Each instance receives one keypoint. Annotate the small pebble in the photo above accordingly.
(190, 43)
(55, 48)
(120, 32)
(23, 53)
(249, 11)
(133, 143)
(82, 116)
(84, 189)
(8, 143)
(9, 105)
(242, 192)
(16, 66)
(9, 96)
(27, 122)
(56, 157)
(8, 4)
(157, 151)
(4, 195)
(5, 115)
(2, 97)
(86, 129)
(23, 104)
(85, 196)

Aim of the task:
The entries above must be returned exactly.

Task answer:
Each instance receives one keypoint. Annotate the small pebble in the photo above accordingly.
(190, 43)
(55, 48)
(120, 32)
(23, 53)
(249, 11)
(133, 143)
(82, 116)
(84, 189)
(8, 143)
(9, 105)
(242, 192)
(16, 66)
(9, 96)
(27, 122)
(56, 157)
(8, 4)
(157, 151)
(4, 195)
(5, 115)
(2, 97)
(86, 129)
(23, 104)
(85, 196)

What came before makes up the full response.